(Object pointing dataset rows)
"""
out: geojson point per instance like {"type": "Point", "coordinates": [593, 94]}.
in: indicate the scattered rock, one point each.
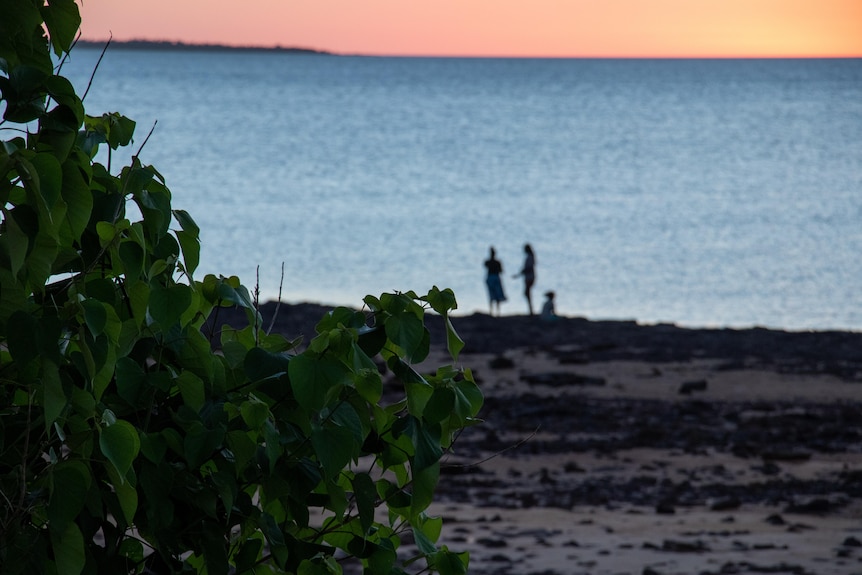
{"type": "Point", "coordinates": [501, 362]}
{"type": "Point", "coordinates": [665, 508]}
{"type": "Point", "coordinates": [725, 504]}
{"type": "Point", "coordinates": [675, 546]}
{"type": "Point", "coordinates": [688, 387]}
{"type": "Point", "coordinates": [816, 506]}
{"type": "Point", "coordinates": [563, 378]}
{"type": "Point", "coordinates": [492, 543]}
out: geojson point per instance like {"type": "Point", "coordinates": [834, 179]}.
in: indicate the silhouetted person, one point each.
{"type": "Point", "coordinates": [548, 311]}
{"type": "Point", "coordinates": [494, 281]}
{"type": "Point", "coordinates": [529, 273]}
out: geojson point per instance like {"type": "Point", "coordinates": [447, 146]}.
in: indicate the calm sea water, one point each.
{"type": "Point", "coordinates": [705, 193]}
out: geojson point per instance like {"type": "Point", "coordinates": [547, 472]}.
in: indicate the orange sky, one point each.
{"type": "Point", "coordinates": [553, 28]}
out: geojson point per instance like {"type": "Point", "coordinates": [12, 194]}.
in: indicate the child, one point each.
{"type": "Point", "coordinates": [548, 312]}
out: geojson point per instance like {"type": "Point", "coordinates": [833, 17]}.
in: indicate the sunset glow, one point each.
{"type": "Point", "coordinates": [543, 28]}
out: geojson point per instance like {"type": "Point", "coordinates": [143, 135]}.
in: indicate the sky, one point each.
{"type": "Point", "coordinates": [499, 28]}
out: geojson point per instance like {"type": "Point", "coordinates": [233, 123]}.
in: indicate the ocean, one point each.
{"type": "Point", "coordinates": [705, 193]}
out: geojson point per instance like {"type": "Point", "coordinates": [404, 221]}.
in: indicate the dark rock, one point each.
{"type": "Point", "coordinates": [675, 546]}
{"type": "Point", "coordinates": [816, 506]}
{"type": "Point", "coordinates": [562, 378]}
{"type": "Point", "coordinates": [786, 455]}
{"type": "Point", "coordinates": [725, 504]}
{"type": "Point", "coordinates": [501, 362]}
{"type": "Point", "coordinates": [492, 543]}
{"type": "Point", "coordinates": [688, 387]}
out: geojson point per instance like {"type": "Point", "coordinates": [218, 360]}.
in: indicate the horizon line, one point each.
{"type": "Point", "coordinates": [168, 44]}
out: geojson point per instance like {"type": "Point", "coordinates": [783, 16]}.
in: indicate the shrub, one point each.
{"type": "Point", "coordinates": [126, 444]}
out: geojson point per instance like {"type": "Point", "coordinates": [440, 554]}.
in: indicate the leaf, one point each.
{"type": "Point", "coordinates": [200, 443]}
{"type": "Point", "coordinates": [192, 389]}
{"type": "Point", "coordinates": [260, 364]}
{"type": "Point", "coordinates": [447, 563]}
{"type": "Point", "coordinates": [77, 195]}
{"type": "Point", "coordinates": [22, 331]}
{"type": "Point", "coordinates": [168, 304]}
{"type": "Point", "coordinates": [214, 548]}
{"type": "Point", "coordinates": [334, 447]}
{"type": "Point", "coordinates": [248, 554]}
{"type": "Point", "coordinates": [95, 316]}
{"type": "Point", "coordinates": [54, 398]}
{"type": "Point", "coordinates": [439, 407]}
{"type": "Point", "coordinates": [120, 443]}
{"type": "Point", "coordinates": [454, 343]}
{"type": "Point", "coordinates": [311, 378]}
{"type": "Point", "coordinates": [365, 493]}
{"type": "Point", "coordinates": [424, 484]}
{"type": "Point", "coordinates": [62, 20]}
{"type": "Point", "coordinates": [70, 481]}
{"type": "Point", "coordinates": [126, 494]}
{"type": "Point", "coordinates": [50, 178]}
{"type": "Point", "coordinates": [69, 556]}
{"type": "Point", "coordinates": [191, 246]}
{"type": "Point", "coordinates": [254, 412]}
{"type": "Point", "coordinates": [409, 333]}
{"type": "Point", "coordinates": [186, 222]}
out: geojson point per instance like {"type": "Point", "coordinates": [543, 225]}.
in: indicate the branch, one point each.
{"type": "Point", "coordinates": [98, 62]}
{"type": "Point", "coordinates": [278, 302]}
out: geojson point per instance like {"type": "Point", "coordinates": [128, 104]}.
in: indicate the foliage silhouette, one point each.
{"type": "Point", "coordinates": [126, 444]}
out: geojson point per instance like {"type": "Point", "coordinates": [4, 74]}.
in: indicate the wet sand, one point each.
{"type": "Point", "coordinates": [614, 447]}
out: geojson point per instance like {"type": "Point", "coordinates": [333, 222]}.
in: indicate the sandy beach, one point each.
{"type": "Point", "coordinates": [619, 448]}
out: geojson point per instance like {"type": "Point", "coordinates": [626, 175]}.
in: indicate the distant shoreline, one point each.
{"type": "Point", "coordinates": [169, 45]}
{"type": "Point", "coordinates": [165, 45]}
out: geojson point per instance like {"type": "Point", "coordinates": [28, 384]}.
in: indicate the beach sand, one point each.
{"type": "Point", "coordinates": [618, 448]}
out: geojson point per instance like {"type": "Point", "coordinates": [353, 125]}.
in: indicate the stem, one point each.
{"type": "Point", "coordinates": [98, 62]}
{"type": "Point", "coordinates": [278, 302]}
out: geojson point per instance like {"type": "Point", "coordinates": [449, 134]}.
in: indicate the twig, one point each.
{"type": "Point", "coordinates": [256, 302]}
{"type": "Point", "coordinates": [498, 453]}
{"type": "Point", "coordinates": [278, 302]}
{"type": "Point", "coordinates": [147, 139]}
{"type": "Point", "coordinates": [98, 62]}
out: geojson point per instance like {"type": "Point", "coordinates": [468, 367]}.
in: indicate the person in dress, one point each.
{"type": "Point", "coordinates": [494, 281]}
{"type": "Point", "coordinates": [529, 274]}
{"type": "Point", "coordinates": [548, 311]}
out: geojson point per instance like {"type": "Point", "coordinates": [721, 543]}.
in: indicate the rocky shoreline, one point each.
{"type": "Point", "coordinates": [613, 447]}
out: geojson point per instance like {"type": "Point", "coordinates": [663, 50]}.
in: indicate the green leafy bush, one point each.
{"type": "Point", "coordinates": [126, 444]}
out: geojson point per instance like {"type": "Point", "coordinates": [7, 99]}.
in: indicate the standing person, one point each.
{"type": "Point", "coordinates": [494, 281]}
{"type": "Point", "coordinates": [548, 311]}
{"type": "Point", "coordinates": [529, 273]}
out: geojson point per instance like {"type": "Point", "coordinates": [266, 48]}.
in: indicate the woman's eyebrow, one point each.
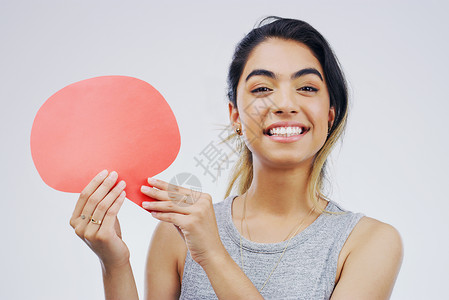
{"type": "Point", "coordinates": [302, 72]}
{"type": "Point", "coordinates": [307, 71]}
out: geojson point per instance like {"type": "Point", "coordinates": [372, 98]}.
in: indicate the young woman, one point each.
{"type": "Point", "coordinates": [279, 238]}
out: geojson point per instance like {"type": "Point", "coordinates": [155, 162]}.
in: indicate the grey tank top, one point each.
{"type": "Point", "coordinates": [307, 269]}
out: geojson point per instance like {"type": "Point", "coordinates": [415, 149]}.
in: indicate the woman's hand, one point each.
{"type": "Point", "coordinates": [191, 212]}
{"type": "Point", "coordinates": [95, 219]}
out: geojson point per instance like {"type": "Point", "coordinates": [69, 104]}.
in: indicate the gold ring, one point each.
{"type": "Point", "coordinates": [92, 220]}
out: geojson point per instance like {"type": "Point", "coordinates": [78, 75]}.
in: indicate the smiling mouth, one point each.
{"type": "Point", "coordinates": [286, 131]}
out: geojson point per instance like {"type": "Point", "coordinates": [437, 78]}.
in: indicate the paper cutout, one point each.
{"type": "Point", "coordinates": [117, 123]}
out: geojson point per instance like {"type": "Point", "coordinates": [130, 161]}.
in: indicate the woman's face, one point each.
{"type": "Point", "coordinates": [283, 81]}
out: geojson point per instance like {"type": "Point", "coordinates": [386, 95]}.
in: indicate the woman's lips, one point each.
{"type": "Point", "coordinates": [286, 139]}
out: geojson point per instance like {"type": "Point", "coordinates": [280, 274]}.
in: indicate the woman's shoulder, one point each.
{"type": "Point", "coordinates": [373, 238]}
{"type": "Point", "coordinates": [373, 253]}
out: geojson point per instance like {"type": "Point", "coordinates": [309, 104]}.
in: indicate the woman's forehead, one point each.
{"type": "Point", "coordinates": [281, 56]}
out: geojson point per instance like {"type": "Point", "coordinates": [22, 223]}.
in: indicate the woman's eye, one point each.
{"type": "Point", "coordinates": [308, 89]}
{"type": "Point", "coordinates": [261, 90]}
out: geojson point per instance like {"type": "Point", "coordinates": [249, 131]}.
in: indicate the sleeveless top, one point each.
{"type": "Point", "coordinates": [306, 271]}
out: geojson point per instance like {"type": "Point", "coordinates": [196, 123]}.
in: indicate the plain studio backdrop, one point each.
{"type": "Point", "coordinates": [392, 165]}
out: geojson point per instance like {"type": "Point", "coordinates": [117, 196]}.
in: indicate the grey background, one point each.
{"type": "Point", "coordinates": [392, 165]}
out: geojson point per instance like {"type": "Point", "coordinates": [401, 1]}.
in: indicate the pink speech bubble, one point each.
{"type": "Point", "coordinates": [110, 122]}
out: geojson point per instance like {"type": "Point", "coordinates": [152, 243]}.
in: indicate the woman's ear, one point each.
{"type": "Point", "coordinates": [233, 113]}
{"type": "Point", "coordinates": [331, 116]}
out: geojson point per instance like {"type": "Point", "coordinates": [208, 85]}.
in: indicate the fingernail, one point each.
{"type": "Point", "coordinates": [121, 184]}
{"type": "Point", "coordinates": [146, 204]}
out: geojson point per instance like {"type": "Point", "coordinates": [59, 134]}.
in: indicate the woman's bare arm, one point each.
{"type": "Point", "coordinates": [371, 268]}
{"type": "Point", "coordinates": [119, 283]}
{"type": "Point", "coordinates": [162, 280]}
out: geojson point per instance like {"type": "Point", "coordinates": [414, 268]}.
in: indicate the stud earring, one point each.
{"type": "Point", "coordinates": [238, 131]}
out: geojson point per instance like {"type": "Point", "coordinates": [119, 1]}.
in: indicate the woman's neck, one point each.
{"type": "Point", "coordinates": [279, 192]}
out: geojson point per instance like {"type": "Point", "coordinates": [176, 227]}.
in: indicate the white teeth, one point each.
{"type": "Point", "coordinates": [288, 131]}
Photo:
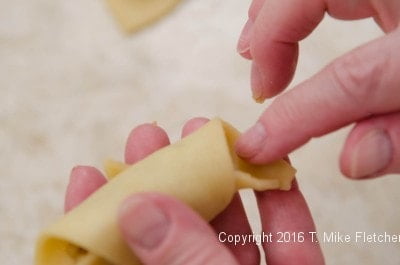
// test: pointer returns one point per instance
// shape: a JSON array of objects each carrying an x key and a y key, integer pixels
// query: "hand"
[
  {"x": 161, "y": 230},
  {"x": 361, "y": 87}
]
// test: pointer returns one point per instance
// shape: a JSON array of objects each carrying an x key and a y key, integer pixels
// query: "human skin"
[
  {"x": 168, "y": 232},
  {"x": 361, "y": 87}
]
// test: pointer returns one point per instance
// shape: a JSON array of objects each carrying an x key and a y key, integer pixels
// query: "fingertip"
[
  {"x": 84, "y": 180},
  {"x": 144, "y": 140},
  {"x": 192, "y": 125}
]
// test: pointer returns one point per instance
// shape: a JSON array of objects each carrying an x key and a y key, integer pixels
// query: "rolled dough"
[{"x": 202, "y": 170}]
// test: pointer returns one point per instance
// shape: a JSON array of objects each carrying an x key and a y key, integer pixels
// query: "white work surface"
[{"x": 73, "y": 85}]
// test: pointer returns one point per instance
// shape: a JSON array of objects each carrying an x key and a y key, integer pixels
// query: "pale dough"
[
  {"x": 133, "y": 15},
  {"x": 202, "y": 170}
]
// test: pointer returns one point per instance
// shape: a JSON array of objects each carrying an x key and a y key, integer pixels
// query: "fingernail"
[
  {"x": 243, "y": 46},
  {"x": 257, "y": 84},
  {"x": 144, "y": 223},
  {"x": 372, "y": 154},
  {"x": 252, "y": 141}
]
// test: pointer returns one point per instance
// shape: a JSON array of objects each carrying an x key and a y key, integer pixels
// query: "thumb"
[
  {"x": 160, "y": 231},
  {"x": 373, "y": 148}
]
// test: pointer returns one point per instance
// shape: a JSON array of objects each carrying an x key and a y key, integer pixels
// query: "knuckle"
[{"x": 358, "y": 78}]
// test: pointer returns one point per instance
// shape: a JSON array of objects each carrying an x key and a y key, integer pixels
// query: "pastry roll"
[
  {"x": 202, "y": 170},
  {"x": 133, "y": 15}
]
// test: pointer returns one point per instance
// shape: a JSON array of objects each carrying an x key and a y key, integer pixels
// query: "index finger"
[
  {"x": 279, "y": 26},
  {"x": 362, "y": 83}
]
"""
> [WHAT IS NEEDED]
Count the lines in the data above that contain the string "query". Give only the number.

> [THE REPLY]
11